Work order
Reproduce the entries exactly.

=== Material shown ===

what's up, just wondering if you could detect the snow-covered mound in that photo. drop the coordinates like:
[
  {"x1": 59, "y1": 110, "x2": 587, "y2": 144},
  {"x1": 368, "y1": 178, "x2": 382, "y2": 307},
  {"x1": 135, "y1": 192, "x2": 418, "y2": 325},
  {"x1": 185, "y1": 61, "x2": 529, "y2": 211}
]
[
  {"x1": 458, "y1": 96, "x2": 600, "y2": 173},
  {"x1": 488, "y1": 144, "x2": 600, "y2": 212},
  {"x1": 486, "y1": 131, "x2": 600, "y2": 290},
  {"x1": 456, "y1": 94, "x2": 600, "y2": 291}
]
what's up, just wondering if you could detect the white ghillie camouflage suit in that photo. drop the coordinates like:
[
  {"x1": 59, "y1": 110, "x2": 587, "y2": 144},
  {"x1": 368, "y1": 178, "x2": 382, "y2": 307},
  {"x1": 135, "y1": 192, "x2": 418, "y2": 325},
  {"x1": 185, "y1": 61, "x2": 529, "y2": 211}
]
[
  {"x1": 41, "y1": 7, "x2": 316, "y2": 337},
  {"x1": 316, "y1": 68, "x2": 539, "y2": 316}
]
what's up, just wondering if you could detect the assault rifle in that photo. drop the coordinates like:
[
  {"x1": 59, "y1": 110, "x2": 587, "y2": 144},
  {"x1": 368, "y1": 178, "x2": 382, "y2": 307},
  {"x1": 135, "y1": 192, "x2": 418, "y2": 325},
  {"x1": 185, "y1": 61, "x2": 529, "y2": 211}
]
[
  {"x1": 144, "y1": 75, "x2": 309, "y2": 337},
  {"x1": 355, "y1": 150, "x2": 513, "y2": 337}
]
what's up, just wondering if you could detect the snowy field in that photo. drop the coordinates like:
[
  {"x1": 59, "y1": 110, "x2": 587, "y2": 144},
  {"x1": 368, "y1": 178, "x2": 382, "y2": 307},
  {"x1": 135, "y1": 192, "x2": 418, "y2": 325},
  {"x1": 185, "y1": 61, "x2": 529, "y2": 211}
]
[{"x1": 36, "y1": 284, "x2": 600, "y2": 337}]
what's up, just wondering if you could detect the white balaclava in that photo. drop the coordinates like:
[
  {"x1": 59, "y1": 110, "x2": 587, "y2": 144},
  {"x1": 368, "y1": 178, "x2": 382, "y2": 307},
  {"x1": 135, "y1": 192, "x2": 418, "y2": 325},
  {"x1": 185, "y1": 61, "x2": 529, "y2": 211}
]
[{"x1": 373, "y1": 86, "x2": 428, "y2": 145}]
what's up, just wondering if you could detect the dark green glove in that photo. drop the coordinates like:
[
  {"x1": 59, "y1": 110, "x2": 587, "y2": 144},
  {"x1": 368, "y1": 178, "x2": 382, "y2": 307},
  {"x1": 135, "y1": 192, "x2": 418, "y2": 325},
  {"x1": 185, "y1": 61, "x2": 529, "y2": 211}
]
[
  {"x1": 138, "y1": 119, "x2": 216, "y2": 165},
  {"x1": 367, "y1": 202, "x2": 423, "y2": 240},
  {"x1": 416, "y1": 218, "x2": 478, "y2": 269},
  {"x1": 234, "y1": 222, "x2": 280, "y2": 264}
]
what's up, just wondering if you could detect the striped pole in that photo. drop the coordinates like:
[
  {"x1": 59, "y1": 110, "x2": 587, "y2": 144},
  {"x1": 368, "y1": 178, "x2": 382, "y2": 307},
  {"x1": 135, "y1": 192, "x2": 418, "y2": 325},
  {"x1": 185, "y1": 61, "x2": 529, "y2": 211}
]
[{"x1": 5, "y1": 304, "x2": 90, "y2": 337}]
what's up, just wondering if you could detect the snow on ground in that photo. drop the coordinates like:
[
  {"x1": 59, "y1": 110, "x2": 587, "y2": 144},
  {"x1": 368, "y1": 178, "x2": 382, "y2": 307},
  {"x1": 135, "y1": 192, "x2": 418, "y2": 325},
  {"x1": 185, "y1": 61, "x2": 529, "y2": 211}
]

===

Completed exercise
what's up, just wondering if you could detect the snow-covered mound in that photo. drop the coordinates like:
[
  {"x1": 59, "y1": 110, "x2": 587, "y2": 144},
  {"x1": 368, "y1": 178, "x2": 382, "y2": 307},
  {"x1": 135, "y1": 192, "x2": 418, "y2": 325},
  {"x1": 185, "y1": 61, "x2": 529, "y2": 211}
]
[
  {"x1": 458, "y1": 96, "x2": 600, "y2": 173},
  {"x1": 488, "y1": 144, "x2": 600, "y2": 212},
  {"x1": 486, "y1": 131, "x2": 600, "y2": 290},
  {"x1": 456, "y1": 94, "x2": 600, "y2": 291}
]
what's up, just wondering if you could detect the white ghillie camouflage suit in that photo. drop the coordinates like:
[
  {"x1": 59, "y1": 110, "x2": 587, "y2": 144},
  {"x1": 368, "y1": 178, "x2": 382, "y2": 307},
  {"x1": 135, "y1": 192, "x2": 418, "y2": 325},
  {"x1": 185, "y1": 61, "x2": 529, "y2": 211}
]
[
  {"x1": 41, "y1": 7, "x2": 316, "y2": 337},
  {"x1": 316, "y1": 68, "x2": 539, "y2": 316}
]
what's up, just wondering if you could detect the assault rifle in that photo. drop the coordinates like:
[
  {"x1": 59, "y1": 110, "x2": 587, "y2": 144},
  {"x1": 368, "y1": 178, "x2": 382, "y2": 307},
  {"x1": 135, "y1": 192, "x2": 418, "y2": 325},
  {"x1": 185, "y1": 61, "x2": 529, "y2": 211}
]
[
  {"x1": 144, "y1": 75, "x2": 309, "y2": 337},
  {"x1": 355, "y1": 150, "x2": 513, "y2": 337}
]
what's up, just wondering if you could detect the snowy field in that photo. drop the coordinates like:
[
  {"x1": 59, "y1": 110, "x2": 587, "y2": 144},
  {"x1": 368, "y1": 178, "x2": 382, "y2": 307},
  {"x1": 135, "y1": 192, "x2": 418, "y2": 325},
  {"x1": 185, "y1": 61, "x2": 529, "y2": 211}
]
[{"x1": 36, "y1": 284, "x2": 600, "y2": 337}]
what's up, just wondering if you could detect the white balaclava in that photo. drop the coordinates like:
[
  {"x1": 59, "y1": 110, "x2": 587, "y2": 144},
  {"x1": 368, "y1": 178, "x2": 382, "y2": 307},
  {"x1": 135, "y1": 192, "x2": 418, "y2": 325},
  {"x1": 185, "y1": 61, "x2": 529, "y2": 211}
]
[{"x1": 373, "y1": 86, "x2": 428, "y2": 145}]
what's up, just wondering if you could detect the dark green glove in that photo. drop the coordinates like:
[
  {"x1": 59, "y1": 110, "x2": 587, "y2": 144},
  {"x1": 368, "y1": 178, "x2": 382, "y2": 307},
  {"x1": 135, "y1": 192, "x2": 418, "y2": 325},
  {"x1": 185, "y1": 61, "x2": 529, "y2": 211}
]
[
  {"x1": 138, "y1": 119, "x2": 216, "y2": 165},
  {"x1": 367, "y1": 202, "x2": 423, "y2": 240},
  {"x1": 416, "y1": 218, "x2": 478, "y2": 269},
  {"x1": 234, "y1": 222, "x2": 280, "y2": 264}
]
what's up, just wondering if you could detect the striped pole in that photo. drop the coordinates like:
[
  {"x1": 59, "y1": 110, "x2": 587, "y2": 144},
  {"x1": 368, "y1": 178, "x2": 382, "y2": 307},
  {"x1": 135, "y1": 192, "x2": 418, "y2": 325},
  {"x1": 185, "y1": 61, "x2": 529, "y2": 211}
]
[{"x1": 5, "y1": 304, "x2": 90, "y2": 337}]
what's up, just wondering if you could detect the snow on ground in that photo. drop the coordinates like:
[
  {"x1": 59, "y1": 110, "x2": 587, "y2": 144},
  {"x1": 368, "y1": 178, "x2": 382, "y2": 307},
  {"x1": 135, "y1": 192, "x2": 418, "y2": 325},
  {"x1": 185, "y1": 61, "x2": 529, "y2": 211}
]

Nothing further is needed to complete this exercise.